## [Set task]
Each line from the one that contains "the truck windshield" to the end of the material must be quoted exactly; include both end lines and nothing else.
-- begin --
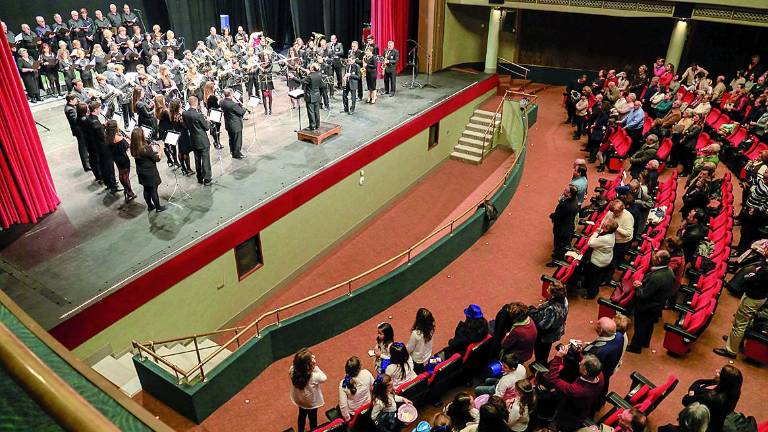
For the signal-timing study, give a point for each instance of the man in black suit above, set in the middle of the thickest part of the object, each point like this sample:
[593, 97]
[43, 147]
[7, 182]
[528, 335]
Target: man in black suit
[651, 295]
[563, 222]
[97, 137]
[391, 57]
[313, 85]
[233, 122]
[351, 79]
[70, 110]
[198, 127]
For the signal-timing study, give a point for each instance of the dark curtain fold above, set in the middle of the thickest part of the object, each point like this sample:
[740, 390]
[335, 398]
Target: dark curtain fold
[27, 192]
[192, 19]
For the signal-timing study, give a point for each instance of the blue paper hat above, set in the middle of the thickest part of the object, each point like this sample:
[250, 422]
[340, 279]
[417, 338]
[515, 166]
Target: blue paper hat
[473, 311]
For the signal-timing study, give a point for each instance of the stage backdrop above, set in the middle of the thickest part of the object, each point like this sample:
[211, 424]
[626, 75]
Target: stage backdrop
[389, 21]
[26, 188]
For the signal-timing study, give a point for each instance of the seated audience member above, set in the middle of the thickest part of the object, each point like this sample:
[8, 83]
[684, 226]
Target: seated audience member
[420, 343]
[385, 337]
[563, 220]
[400, 367]
[549, 318]
[473, 329]
[577, 398]
[384, 411]
[719, 394]
[691, 233]
[504, 387]
[354, 388]
[461, 411]
[601, 244]
[651, 295]
[522, 407]
[693, 418]
[521, 337]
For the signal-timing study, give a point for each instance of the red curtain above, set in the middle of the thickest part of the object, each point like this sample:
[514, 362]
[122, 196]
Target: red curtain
[26, 188]
[389, 21]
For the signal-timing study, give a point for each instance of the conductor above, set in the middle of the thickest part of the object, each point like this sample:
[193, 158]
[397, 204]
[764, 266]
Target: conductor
[233, 122]
[313, 85]
[198, 127]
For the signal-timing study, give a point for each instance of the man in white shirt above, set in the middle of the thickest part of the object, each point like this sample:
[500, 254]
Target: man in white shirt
[504, 387]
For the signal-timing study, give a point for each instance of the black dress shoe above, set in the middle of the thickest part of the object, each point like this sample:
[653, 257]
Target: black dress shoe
[724, 353]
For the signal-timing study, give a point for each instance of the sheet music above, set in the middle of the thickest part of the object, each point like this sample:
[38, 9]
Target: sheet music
[171, 138]
[215, 116]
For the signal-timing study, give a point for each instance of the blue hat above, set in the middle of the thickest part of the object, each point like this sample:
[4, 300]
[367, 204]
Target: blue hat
[473, 311]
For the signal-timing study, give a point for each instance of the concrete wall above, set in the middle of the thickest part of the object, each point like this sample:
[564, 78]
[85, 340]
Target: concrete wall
[213, 295]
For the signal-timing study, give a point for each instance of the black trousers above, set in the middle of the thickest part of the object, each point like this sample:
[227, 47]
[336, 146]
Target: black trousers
[203, 164]
[345, 98]
[93, 159]
[313, 112]
[235, 142]
[390, 82]
[82, 150]
[151, 197]
[644, 322]
[107, 171]
[303, 414]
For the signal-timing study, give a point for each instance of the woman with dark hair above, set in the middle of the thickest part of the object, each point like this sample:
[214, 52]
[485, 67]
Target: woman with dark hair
[521, 337]
[473, 329]
[400, 366]
[720, 395]
[420, 343]
[461, 411]
[549, 319]
[306, 378]
[183, 144]
[119, 146]
[354, 388]
[146, 168]
[385, 336]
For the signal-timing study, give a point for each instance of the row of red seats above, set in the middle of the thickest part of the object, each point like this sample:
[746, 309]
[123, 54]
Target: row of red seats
[700, 299]
[424, 388]
[623, 294]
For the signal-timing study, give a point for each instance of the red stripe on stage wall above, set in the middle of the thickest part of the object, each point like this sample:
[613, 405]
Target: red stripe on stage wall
[99, 316]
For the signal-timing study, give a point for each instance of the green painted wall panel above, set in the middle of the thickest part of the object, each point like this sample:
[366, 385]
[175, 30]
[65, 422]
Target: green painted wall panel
[289, 245]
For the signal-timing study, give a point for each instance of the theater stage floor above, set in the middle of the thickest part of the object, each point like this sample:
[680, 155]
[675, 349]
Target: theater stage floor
[95, 243]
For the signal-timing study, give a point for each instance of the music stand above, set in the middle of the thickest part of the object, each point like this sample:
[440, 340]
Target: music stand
[217, 116]
[296, 94]
[171, 140]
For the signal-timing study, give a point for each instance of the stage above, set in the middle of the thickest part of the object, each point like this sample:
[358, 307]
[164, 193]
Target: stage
[95, 244]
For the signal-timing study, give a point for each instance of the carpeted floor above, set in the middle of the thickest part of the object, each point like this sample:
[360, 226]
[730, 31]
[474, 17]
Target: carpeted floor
[503, 266]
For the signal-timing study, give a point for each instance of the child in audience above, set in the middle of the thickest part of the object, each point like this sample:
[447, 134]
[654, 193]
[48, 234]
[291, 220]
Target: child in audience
[384, 411]
[400, 367]
[355, 388]
[306, 378]
[384, 339]
[504, 387]
[420, 344]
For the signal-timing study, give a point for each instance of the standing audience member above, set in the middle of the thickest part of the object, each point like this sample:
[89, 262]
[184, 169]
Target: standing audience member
[549, 318]
[306, 394]
[577, 398]
[521, 337]
[420, 343]
[719, 394]
[651, 296]
[354, 388]
[693, 418]
[563, 219]
[473, 329]
[146, 158]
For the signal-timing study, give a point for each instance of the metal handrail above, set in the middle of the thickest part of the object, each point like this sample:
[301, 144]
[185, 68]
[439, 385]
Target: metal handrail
[346, 284]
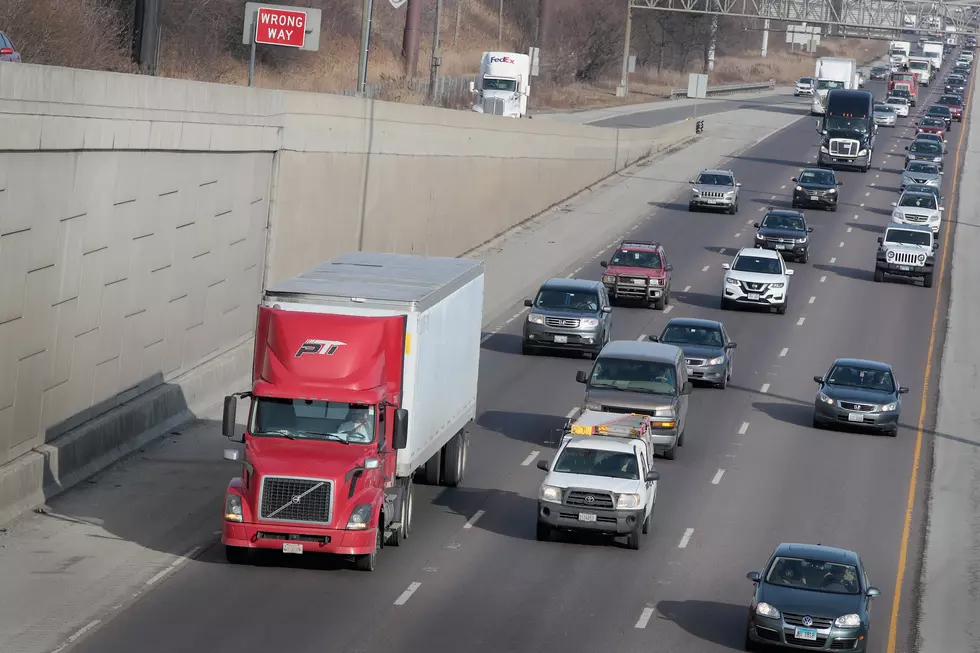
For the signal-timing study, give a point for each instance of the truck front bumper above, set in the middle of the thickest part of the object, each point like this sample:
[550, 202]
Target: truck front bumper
[313, 540]
[617, 522]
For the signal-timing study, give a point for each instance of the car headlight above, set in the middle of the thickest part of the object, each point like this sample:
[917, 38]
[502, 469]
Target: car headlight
[233, 507]
[628, 501]
[360, 518]
[550, 493]
[848, 621]
[766, 610]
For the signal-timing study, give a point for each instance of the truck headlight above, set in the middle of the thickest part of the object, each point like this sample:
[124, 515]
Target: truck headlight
[360, 517]
[550, 493]
[233, 507]
[847, 621]
[628, 501]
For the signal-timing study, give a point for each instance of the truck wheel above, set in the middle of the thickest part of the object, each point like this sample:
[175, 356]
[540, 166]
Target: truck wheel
[454, 460]
[432, 470]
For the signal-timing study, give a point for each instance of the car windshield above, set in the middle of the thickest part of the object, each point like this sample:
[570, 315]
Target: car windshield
[634, 259]
[633, 375]
[821, 177]
[759, 264]
[712, 179]
[854, 376]
[704, 336]
[814, 575]
[779, 221]
[568, 300]
[313, 420]
[596, 462]
[918, 201]
[907, 237]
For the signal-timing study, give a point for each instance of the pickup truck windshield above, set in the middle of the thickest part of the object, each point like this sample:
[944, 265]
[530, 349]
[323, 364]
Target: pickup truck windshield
[313, 420]
[596, 462]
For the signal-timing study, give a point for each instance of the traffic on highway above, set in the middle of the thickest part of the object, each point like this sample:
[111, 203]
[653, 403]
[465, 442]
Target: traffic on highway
[669, 447]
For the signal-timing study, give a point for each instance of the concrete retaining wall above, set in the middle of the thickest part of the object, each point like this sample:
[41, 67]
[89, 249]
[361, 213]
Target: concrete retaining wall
[140, 217]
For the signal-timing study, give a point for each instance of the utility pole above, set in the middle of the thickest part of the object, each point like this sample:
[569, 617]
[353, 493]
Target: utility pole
[436, 53]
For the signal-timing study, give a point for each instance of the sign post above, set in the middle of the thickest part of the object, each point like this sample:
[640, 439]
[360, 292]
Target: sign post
[282, 25]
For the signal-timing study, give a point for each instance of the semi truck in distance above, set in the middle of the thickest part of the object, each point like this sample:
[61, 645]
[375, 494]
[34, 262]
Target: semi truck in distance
[831, 73]
[364, 380]
[504, 84]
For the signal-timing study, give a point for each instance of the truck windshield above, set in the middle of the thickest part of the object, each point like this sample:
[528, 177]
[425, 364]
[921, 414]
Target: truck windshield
[313, 420]
[648, 377]
[596, 462]
[496, 84]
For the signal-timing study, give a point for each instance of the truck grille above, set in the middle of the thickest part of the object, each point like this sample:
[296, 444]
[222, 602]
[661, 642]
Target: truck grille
[844, 147]
[568, 323]
[292, 499]
[586, 499]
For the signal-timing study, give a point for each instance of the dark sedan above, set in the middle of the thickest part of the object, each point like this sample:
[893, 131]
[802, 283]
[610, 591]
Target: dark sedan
[810, 597]
[707, 348]
[786, 232]
[816, 187]
[859, 393]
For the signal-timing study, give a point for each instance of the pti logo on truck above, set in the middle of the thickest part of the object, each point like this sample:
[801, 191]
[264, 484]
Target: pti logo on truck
-- end --
## [Reply to the exercise]
For the signal-timing study, give a point for each instance of the truck windshield above, set in the middle of the thickest part of the object, each point like this sample:
[528, 177]
[425, 364]
[921, 414]
Target: truck windshield
[313, 420]
[648, 377]
[596, 462]
[496, 84]
For the signal-timing study, give a point for each instance of the truck grille above, set in the middle of the thickest part of the object, each point like this sample:
[296, 444]
[222, 602]
[661, 642]
Target: truck grille
[844, 147]
[568, 323]
[292, 499]
[586, 499]
For the signal-timing study, give a point for each instance of the dark sedan above, set in the middle of the thickest part of the object, each point like this sample:
[893, 131]
[802, 283]
[610, 591]
Target: dark sedan
[810, 597]
[707, 348]
[786, 232]
[816, 187]
[859, 393]
For the signal-timing study, give a point for each instance of the pti logo on truck above, set in the middle of the thickest part of the object, each point like this sample:
[801, 191]
[264, 484]
Target: pti logo on truck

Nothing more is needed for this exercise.